====== DATA RECORDS

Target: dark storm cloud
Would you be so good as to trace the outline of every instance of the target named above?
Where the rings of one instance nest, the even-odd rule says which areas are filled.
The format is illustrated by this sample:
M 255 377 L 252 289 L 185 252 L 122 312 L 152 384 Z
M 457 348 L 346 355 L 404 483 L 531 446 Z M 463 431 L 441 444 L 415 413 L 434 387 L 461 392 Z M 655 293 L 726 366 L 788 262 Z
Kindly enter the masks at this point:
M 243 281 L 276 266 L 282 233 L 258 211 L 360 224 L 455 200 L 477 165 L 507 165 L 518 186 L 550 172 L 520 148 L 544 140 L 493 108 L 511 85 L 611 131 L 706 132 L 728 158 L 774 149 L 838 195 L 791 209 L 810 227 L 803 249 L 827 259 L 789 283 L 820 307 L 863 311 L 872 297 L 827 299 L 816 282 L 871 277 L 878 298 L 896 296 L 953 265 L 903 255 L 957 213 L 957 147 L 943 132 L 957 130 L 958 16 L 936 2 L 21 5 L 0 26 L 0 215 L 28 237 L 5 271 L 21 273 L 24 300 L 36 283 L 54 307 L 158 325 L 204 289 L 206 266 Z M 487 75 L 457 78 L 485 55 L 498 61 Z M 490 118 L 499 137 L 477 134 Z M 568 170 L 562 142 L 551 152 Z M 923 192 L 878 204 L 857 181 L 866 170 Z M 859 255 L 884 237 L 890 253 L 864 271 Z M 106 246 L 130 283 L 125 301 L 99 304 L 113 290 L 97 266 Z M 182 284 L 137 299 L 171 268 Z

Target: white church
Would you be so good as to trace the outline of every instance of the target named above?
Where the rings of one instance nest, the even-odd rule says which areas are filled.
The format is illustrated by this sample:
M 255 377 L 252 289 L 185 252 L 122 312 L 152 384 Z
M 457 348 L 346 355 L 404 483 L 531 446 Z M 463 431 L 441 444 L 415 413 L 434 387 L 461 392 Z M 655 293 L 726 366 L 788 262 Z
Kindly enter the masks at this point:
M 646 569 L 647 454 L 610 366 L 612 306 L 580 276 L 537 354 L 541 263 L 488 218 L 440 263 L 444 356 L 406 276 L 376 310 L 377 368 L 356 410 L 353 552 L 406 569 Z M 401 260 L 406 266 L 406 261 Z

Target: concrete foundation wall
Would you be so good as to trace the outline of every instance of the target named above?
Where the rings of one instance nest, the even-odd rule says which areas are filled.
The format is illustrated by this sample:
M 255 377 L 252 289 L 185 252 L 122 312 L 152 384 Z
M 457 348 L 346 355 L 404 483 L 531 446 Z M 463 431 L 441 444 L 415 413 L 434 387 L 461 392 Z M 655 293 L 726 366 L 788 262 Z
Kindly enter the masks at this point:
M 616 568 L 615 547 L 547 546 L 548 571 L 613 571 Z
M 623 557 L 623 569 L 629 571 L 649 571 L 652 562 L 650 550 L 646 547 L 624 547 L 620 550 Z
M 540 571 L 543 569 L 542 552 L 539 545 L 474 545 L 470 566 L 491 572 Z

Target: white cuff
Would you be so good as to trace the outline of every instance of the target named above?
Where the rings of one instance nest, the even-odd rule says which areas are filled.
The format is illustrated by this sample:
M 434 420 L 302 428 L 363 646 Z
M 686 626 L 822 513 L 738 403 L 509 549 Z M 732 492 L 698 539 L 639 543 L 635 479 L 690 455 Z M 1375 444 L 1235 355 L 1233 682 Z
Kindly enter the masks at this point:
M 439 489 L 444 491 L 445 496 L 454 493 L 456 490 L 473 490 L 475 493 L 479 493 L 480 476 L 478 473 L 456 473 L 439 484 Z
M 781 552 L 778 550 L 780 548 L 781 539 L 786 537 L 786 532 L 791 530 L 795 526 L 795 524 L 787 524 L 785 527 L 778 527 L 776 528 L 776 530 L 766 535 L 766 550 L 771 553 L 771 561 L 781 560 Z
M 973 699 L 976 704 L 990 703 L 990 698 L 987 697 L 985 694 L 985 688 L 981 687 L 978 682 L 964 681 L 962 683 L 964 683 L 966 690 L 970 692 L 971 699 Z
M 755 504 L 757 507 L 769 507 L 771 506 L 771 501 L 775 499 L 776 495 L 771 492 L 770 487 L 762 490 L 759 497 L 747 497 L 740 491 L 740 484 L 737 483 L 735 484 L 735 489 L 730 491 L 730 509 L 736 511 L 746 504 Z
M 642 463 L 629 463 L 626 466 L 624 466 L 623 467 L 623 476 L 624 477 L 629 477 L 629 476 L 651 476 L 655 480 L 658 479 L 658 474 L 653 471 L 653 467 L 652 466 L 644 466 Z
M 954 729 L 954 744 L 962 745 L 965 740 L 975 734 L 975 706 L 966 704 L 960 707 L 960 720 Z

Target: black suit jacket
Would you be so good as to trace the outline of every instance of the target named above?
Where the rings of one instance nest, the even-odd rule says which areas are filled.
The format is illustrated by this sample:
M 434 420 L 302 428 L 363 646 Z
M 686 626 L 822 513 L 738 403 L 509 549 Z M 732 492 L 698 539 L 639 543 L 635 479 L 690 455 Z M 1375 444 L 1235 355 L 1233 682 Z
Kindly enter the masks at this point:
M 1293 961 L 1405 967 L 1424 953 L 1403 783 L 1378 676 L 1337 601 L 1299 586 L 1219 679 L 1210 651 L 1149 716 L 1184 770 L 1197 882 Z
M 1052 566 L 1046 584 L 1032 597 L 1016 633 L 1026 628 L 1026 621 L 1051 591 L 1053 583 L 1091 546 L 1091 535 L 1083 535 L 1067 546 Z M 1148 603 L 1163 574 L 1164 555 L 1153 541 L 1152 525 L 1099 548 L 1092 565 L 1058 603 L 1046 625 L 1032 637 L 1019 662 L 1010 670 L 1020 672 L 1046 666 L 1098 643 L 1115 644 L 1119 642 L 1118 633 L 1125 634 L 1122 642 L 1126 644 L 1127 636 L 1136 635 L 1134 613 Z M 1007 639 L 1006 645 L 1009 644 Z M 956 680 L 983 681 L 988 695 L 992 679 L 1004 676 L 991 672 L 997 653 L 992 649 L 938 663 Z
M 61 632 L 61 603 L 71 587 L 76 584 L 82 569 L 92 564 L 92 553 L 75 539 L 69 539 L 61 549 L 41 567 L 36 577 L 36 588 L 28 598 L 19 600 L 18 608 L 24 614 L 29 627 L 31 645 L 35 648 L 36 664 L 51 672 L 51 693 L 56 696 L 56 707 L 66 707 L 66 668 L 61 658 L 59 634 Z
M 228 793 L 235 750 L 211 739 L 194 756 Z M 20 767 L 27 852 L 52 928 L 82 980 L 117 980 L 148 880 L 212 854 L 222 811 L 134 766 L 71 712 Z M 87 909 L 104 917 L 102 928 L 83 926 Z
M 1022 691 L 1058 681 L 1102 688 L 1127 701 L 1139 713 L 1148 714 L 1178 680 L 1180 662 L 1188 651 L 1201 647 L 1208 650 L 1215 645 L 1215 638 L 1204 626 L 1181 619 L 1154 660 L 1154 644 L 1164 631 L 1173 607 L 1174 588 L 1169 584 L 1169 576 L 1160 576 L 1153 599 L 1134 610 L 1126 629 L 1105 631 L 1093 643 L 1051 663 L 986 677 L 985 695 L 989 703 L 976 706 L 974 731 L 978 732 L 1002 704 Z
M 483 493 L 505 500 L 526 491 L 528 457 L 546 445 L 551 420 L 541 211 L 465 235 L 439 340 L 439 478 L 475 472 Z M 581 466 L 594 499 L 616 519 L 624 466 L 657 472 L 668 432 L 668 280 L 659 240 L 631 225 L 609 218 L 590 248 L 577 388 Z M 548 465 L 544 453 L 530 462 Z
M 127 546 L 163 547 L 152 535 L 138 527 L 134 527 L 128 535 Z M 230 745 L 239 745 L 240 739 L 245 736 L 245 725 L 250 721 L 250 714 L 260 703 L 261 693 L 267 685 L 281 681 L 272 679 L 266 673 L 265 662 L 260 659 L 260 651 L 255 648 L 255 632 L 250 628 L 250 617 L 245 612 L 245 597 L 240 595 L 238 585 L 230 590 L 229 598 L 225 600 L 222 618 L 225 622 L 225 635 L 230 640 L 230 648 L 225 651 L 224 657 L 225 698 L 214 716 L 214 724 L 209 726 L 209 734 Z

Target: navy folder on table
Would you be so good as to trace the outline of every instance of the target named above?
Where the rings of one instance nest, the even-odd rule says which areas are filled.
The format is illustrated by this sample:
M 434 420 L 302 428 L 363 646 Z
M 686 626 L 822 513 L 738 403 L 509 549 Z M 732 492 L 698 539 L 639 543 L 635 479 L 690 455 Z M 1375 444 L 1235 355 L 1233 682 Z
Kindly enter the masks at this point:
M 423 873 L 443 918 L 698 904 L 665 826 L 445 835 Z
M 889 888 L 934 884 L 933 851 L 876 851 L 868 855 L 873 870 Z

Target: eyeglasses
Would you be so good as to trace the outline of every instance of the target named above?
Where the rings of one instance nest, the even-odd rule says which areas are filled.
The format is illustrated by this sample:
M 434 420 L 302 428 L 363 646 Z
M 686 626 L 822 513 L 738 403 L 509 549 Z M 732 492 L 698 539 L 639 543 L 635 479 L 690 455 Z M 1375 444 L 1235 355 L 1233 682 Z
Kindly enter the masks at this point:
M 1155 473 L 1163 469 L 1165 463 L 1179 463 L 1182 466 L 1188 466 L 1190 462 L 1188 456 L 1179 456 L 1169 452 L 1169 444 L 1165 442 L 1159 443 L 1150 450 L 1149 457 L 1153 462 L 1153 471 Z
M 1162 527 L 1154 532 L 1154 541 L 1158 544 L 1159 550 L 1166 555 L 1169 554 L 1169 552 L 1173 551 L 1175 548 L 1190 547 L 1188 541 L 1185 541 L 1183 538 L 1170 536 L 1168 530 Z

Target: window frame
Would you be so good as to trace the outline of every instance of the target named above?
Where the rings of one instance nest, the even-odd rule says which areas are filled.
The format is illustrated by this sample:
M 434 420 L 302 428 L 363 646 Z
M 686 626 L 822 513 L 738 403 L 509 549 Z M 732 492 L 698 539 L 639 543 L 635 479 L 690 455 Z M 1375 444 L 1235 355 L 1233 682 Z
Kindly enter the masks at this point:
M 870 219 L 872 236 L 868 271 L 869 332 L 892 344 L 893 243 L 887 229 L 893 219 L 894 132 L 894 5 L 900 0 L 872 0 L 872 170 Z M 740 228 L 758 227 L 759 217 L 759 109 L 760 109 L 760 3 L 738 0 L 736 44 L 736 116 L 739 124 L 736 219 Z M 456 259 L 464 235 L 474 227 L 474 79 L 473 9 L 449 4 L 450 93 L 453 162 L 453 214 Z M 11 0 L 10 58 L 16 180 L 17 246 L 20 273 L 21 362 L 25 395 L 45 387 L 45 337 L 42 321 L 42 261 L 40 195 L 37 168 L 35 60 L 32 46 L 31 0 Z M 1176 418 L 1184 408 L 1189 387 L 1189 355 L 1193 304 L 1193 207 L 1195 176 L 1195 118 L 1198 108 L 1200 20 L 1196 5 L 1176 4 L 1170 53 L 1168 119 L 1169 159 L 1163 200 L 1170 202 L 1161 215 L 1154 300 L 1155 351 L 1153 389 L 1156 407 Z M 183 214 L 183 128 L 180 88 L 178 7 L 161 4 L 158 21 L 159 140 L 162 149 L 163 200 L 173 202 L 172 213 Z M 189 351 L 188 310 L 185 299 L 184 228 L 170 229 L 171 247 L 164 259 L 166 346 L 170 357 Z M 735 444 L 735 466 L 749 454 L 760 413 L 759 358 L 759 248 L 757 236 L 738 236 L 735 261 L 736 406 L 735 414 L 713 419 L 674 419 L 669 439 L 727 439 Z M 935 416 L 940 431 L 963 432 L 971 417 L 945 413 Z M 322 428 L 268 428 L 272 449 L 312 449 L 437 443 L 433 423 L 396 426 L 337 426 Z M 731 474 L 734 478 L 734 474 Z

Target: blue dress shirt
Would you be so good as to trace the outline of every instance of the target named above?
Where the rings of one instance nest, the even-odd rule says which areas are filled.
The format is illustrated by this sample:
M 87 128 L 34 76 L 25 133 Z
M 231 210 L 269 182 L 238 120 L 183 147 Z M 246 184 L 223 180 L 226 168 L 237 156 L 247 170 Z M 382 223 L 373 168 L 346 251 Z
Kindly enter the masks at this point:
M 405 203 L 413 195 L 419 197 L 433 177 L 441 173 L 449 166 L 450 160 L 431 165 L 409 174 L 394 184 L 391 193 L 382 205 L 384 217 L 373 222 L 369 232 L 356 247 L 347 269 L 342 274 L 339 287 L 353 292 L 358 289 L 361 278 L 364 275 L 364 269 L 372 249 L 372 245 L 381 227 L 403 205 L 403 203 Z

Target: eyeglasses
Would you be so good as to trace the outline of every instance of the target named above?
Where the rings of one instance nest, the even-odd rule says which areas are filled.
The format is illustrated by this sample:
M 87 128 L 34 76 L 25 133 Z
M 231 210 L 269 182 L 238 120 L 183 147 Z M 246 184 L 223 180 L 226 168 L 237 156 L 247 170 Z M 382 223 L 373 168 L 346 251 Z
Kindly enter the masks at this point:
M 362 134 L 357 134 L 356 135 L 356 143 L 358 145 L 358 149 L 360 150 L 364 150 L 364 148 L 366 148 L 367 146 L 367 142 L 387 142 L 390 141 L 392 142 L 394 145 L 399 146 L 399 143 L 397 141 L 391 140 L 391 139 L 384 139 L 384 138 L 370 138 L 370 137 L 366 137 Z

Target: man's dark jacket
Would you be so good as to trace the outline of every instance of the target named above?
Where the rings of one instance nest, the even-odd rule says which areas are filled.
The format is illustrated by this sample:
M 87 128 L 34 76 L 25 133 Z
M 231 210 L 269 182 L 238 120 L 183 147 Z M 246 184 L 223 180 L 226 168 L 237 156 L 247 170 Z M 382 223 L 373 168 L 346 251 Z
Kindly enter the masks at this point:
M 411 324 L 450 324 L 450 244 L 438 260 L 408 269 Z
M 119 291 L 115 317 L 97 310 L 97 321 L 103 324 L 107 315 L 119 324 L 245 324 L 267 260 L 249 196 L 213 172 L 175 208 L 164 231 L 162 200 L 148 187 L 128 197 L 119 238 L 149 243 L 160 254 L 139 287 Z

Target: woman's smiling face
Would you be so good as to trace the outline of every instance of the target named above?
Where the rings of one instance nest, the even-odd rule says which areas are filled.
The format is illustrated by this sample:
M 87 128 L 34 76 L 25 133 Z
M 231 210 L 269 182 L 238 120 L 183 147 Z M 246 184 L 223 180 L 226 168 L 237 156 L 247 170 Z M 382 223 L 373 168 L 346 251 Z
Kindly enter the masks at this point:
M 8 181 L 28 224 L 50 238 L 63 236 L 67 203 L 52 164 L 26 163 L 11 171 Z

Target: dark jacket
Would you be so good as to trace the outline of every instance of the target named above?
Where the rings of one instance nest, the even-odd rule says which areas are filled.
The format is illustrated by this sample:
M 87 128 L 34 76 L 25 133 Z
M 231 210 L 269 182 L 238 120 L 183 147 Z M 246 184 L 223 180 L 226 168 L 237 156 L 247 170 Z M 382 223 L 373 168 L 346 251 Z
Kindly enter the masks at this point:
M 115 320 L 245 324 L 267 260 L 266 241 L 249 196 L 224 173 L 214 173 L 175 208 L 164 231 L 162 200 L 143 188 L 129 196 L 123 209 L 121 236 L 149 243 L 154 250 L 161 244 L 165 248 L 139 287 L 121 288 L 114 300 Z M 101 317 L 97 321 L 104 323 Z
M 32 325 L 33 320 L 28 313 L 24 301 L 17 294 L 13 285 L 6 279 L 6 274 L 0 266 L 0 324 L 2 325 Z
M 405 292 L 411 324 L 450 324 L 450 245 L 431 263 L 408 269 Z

============

▶ **ACTIVITY**
The required answer is each line of the entries containing the string "white".

▶ **YOUR RESPONSE**
Target: white church
Target: white cuff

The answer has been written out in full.